Task goal: With both ends included, repeat exactly the lines of the entries below from the one containing "Phrase: shingled roof" down to the one containing "Phrase: shed roof", and no others.

━━━━━━━━

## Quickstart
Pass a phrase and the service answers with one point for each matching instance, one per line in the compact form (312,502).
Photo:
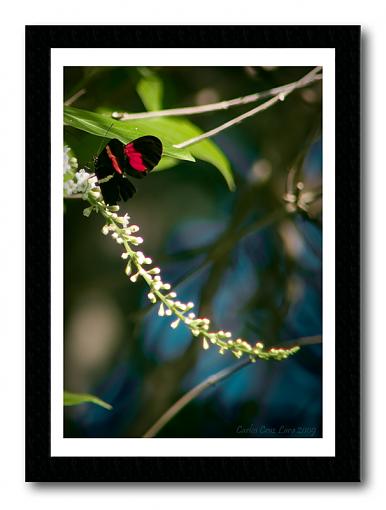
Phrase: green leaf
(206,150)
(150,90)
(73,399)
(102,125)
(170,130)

━━━━━━━━

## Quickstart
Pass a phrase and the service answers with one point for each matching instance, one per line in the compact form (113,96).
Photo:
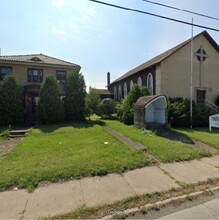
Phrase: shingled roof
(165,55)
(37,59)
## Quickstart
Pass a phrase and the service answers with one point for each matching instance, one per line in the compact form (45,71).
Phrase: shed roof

━━━━━━━━

Answer for this exercise:
Phrase: shingled roof
(165,55)
(37,59)
## Quickstart
Pass a phrase and the service answers with one point for each matching instance, one per line in the compact form (45,71).
Phrase: shed roof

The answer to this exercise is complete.